§ Textauszug
------------------------------------------------------------

Zur Verlängerung einer gerichtlichen Räumungsfrist infolge der COVID-19-Pandemie

LG Berlin, Beschluss vom 26. März 2020 – 67 S 16/20

1. Gerichtliche Räumungsfristen sind derzeit in Berlin gemäß § 721 ZPO grundsätzlich jedenfalls bis zum 30. Juni 2020 zu erstrecken oder auf Antrag entsprechend zu verlängern. Die erlassenen Landesverordnungen zur Eindämmung des Coronavirus haben das öffentliche Leben im Land Berlin weitgehend beschränkt und zum Erliegen gebracht, so dass die erfolgreiche Beschaffung von Ersatzwohnraum für einen zur Räumung verpflichteten Mieter derzeit überwiegend unwahrscheinlich, wenn nicht sogar ausgeschlossen ist.

------------------------------------------------------------

§ Einträge
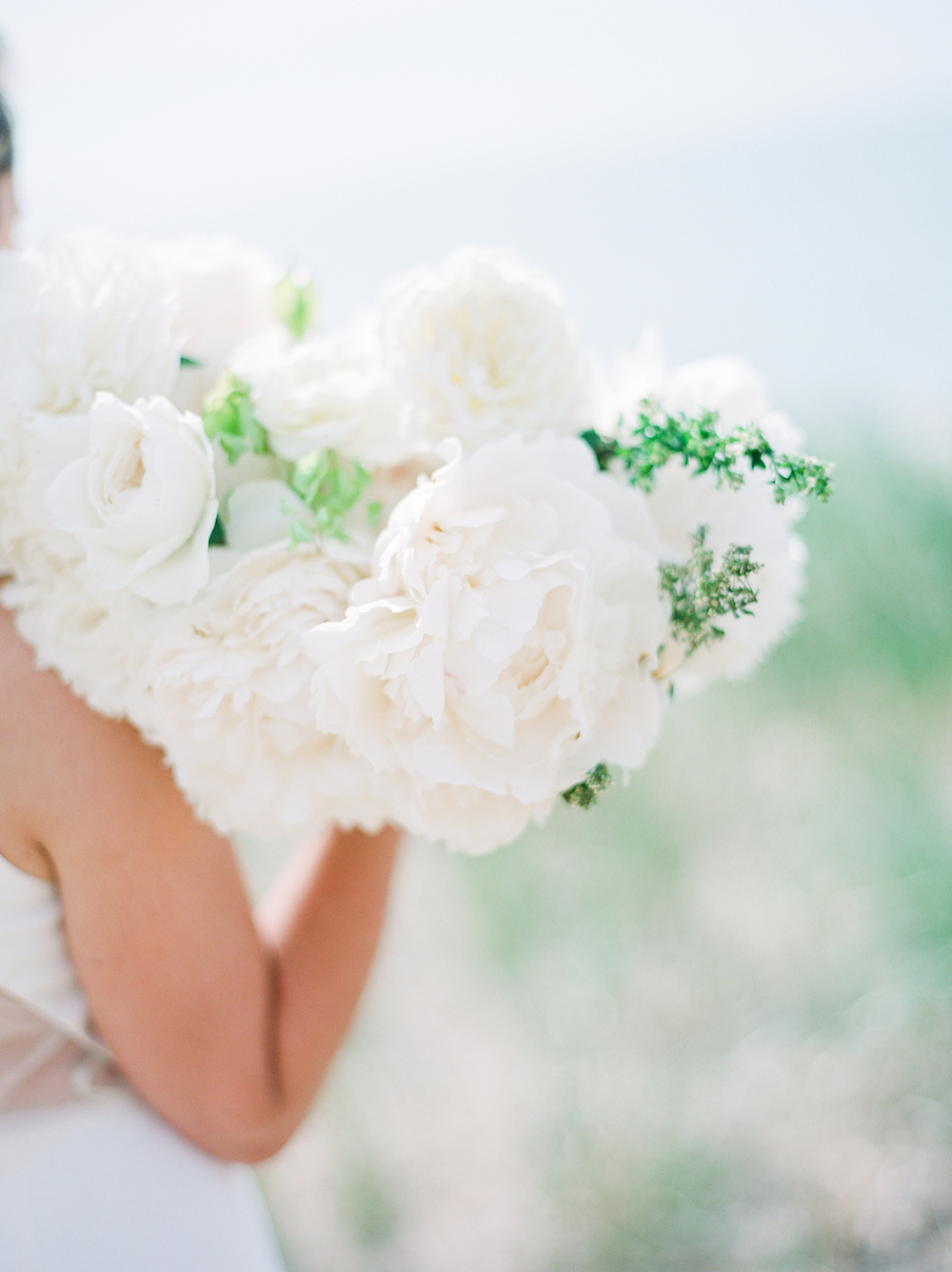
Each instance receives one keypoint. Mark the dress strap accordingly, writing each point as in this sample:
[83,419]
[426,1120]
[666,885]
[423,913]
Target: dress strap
[45,1061]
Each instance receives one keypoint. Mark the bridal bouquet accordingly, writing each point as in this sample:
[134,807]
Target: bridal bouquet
[436,567]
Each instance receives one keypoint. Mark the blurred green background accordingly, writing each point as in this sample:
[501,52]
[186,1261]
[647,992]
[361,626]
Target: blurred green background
[706,1024]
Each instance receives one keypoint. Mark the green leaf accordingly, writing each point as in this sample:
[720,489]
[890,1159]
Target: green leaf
[699,594]
[329,487]
[657,438]
[216,540]
[296,303]
[228,417]
[586,792]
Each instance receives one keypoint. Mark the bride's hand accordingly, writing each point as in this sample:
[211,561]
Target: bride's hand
[225,1026]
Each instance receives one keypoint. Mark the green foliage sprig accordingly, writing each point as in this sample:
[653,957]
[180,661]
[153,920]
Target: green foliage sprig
[586,792]
[296,303]
[328,487]
[659,438]
[228,417]
[699,594]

------------------------------------------------------------

§ Was zu tun ist
a - Bis zu welchem Datum sind gerichtliche Räumungsfristen in Berlin laut dem Textauszug grundsätzlich zu erstrecken?
b - Übertrage diesen Satz aus dem Textauszug ins Englische: „Gerichtliche Räumungsfristen sind derzeit in Berlin gemäß § 721 ZPO grundsätzlich jedenfalls bis zum 30. Juni 2020 zu erstrecken oder auf Antrag entsprechend zu verlängern.“
Die Einträge haben keinen Bezug zum Textauszug.

§ Lösungen
a - Jedenfalls bis zum 30. Juni 2020.

b - In Berlin, court-ordered eviction periods are currently, as a rule, to be extended at least until June 30, 2020 pursuant to § 721 ZPO, or to be prolonged accordingly upon application.